> _Exercise_
For each record below, write an exact copy.

(Beginning of Study material)

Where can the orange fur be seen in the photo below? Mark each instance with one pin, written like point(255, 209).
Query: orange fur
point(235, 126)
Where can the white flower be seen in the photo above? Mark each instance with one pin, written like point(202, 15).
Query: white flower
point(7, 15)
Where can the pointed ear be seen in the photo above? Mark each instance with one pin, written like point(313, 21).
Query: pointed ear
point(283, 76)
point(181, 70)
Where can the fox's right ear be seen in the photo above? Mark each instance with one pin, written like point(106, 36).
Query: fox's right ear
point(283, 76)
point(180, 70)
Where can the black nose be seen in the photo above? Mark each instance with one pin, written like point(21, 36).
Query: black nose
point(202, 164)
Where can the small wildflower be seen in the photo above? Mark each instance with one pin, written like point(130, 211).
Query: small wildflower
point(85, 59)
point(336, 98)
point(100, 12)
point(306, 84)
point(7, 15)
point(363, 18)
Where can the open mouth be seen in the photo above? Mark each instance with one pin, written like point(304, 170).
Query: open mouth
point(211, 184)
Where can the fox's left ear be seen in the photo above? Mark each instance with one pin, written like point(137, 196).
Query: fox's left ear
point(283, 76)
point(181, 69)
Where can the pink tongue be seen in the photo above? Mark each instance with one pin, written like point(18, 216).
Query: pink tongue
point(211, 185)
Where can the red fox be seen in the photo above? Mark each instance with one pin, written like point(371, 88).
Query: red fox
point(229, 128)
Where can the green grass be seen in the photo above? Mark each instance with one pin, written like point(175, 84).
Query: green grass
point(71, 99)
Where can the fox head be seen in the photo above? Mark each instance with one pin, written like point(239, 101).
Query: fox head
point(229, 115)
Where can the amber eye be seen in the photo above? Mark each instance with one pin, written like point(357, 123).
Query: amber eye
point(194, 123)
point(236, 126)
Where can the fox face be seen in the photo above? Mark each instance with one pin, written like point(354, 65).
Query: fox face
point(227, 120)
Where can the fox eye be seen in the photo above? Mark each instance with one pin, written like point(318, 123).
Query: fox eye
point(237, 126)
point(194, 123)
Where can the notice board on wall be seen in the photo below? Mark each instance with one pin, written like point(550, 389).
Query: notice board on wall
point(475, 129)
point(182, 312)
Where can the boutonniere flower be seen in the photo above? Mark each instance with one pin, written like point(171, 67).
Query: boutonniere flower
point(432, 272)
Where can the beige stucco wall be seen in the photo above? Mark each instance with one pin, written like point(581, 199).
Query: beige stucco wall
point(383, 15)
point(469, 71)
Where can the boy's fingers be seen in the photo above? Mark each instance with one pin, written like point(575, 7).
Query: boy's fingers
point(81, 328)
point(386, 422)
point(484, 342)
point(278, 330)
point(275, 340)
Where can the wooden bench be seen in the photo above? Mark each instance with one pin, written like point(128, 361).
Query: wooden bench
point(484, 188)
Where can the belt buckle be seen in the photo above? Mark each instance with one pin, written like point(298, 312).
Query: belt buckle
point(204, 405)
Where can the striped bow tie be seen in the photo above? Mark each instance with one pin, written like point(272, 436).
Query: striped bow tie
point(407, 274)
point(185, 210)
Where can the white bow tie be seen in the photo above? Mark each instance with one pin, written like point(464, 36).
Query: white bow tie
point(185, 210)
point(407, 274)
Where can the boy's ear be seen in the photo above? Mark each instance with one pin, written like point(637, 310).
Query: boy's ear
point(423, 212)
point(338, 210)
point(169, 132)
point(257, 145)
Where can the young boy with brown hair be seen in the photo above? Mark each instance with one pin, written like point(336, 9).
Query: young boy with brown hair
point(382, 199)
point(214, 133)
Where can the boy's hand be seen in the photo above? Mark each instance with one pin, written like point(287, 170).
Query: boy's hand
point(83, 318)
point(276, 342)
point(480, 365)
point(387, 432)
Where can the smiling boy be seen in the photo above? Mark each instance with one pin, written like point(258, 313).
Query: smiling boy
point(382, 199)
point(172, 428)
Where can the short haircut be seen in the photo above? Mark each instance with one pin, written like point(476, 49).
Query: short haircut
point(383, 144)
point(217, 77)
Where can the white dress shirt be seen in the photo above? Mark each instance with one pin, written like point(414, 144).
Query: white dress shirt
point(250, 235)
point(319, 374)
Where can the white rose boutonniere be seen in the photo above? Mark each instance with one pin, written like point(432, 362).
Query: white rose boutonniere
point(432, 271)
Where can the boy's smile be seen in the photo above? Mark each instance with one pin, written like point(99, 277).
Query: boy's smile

(End of Study material)

> _Answer to this exercise_
Where can the orange fur be seen in the photo below? Mark each instance with one pin, written like point(255, 209).
Query: orange fur
point(235, 126)
Where can the white flower be seen in the photo above? Mark each instance with one pin, written like point(202, 15).
Query: white flower
point(7, 15)
Where can the pointed ear be seen in the photo above? Mark each instance with one pin, written like point(313, 21).
Query: pointed ear
point(283, 76)
point(181, 70)
Where can the fox's right ear be seen in the photo above? Mark each instance with one pin, written like point(106, 36).
Query: fox's right ear
point(283, 76)
point(180, 70)
Where can the black nose be seen in the photo above? Mark each instance with one pin, written like point(21, 36).
Query: black nose
point(202, 164)
Where can the small wildflower be seen in the photo above? Mark each instance with one pin, written like point(130, 211).
Query: small wildflower
point(85, 59)
point(336, 98)
point(100, 12)
point(306, 84)
point(7, 15)
point(363, 18)
Where can the open mouth be seen in the photo above? Mark each instance with one pin, written like point(304, 170).
Query: open mouth
point(211, 184)
Where can the fox's left ear be seen in the photo above? Mark each instance with one pin, written like point(137, 196).
Query: fox's left ear
point(283, 76)
point(181, 69)
Where can the pink tongue be seen in the photo above? Mark each instance with one pin, written like point(18, 216).
Query: pink tongue
point(211, 185)
Where can the red fox be seen in the photo above? Mark each instance with one pin, written like point(371, 88).
Query: red fox
point(229, 128)
Where can the green grass be seen in the photo above? Mark each instance with one pin, written like point(175, 84).
Query: green grass
point(71, 99)
Where can the fox head be seen in the photo above? Mark each instance with one pin, written like point(239, 101).
Query: fox head
point(229, 115)
Where can the amber eye be seen in the photo above? Mark each instance with one pin, written like point(357, 123).
Query: amber eye
point(194, 123)
point(236, 126)
Where can the fox face be seen in the photo above? Mark each instance with one pin, written like point(354, 65).
Query: fox face
point(227, 120)
Where can the fox eye be seen in the photo above? Mark each instance with one pin, written like point(318, 123).
Query: fox eye
point(237, 126)
point(194, 123)
Where can the notice board on wall be seen in the photo below? Mark each instance with one pin, written like point(550, 389).
Query: notice board on wall
point(475, 129)
point(182, 312)
Where can the boutonniere flower be seen in the photo above? Mark each instance with one pin, written like point(171, 67).
Query: boutonniere flower
point(432, 272)
Where can the beige stucco wall be seen in the photo above? Mark each instance with one pin, written like point(581, 199).
Query: beige stucco wall
point(383, 15)
point(469, 71)
Where can the boy's fingers be seen in the photo above? Mark each instance with one pin, written like point(575, 7).
Query: boy's fingers
point(81, 328)
point(386, 422)
point(484, 342)
point(278, 330)
point(275, 340)
Where can the wooden bench be seen in the photo above? Mark each instance with one pin, written like point(128, 361).
Query: wooden bench
point(484, 188)
Where can the belt buckle be seen in the photo above? Mark each instance with one pin, written like point(298, 312).
Query: belt buckle
point(204, 405)
Where can the striped bow tie be seen in the photo above? Mark each instance with one pin, written like point(272, 436).
Query: striped bow tie
point(407, 274)
point(185, 210)
Where can the white bow tie be seen in the photo above? Mark each instance with one pin, written like point(464, 36).
Query: white bow tie
point(185, 210)
point(407, 274)
Where can the boy's ear be seen in the photo above? Mark each instance with one pin, written like point(637, 310).
Query: boy's ear
point(423, 212)
point(338, 210)
point(169, 132)
point(257, 145)
Where can the young boy with brown hair be seen in the photo above? Mark each instance with one pin, written like point(336, 9).
Query: young boy with brown hair
point(382, 199)
point(214, 133)
Where can the boy's hand be seen in the photo above? Mark each instance with one pin, written like point(287, 170).
Query: boy's hand
point(83, 318)
point(276, 342)
point(480, 365)
point(387, 432)
Where can the smiling boy be seen in the photo above? Mark each instance with one pin, written like point(258, 313).
Query: smiling boy
point(382, 199)
point(172, 428)
Where can the short haircut be seen in the photo above? Mark each instance with one pin, written like point(476, 49).
Query: short haircut
point(383, 144)
point(217, 77)
Where can the white dress shirt be seen in the photo above? Mark each instance with one pin, written like point(414, 144).
Query: white dress shirt
point(250, 235)
point(319, 374)
Where can the white rose boutonniere be seen in the photo above? Mark each instance with one pin, written like point(432, 362).
Query: white rose boutonniere
point(432, 271)
Where can the boy's smile be seen in the photo above? Mark each instance with one pin, written like point(99, 277).
Query: boy's smile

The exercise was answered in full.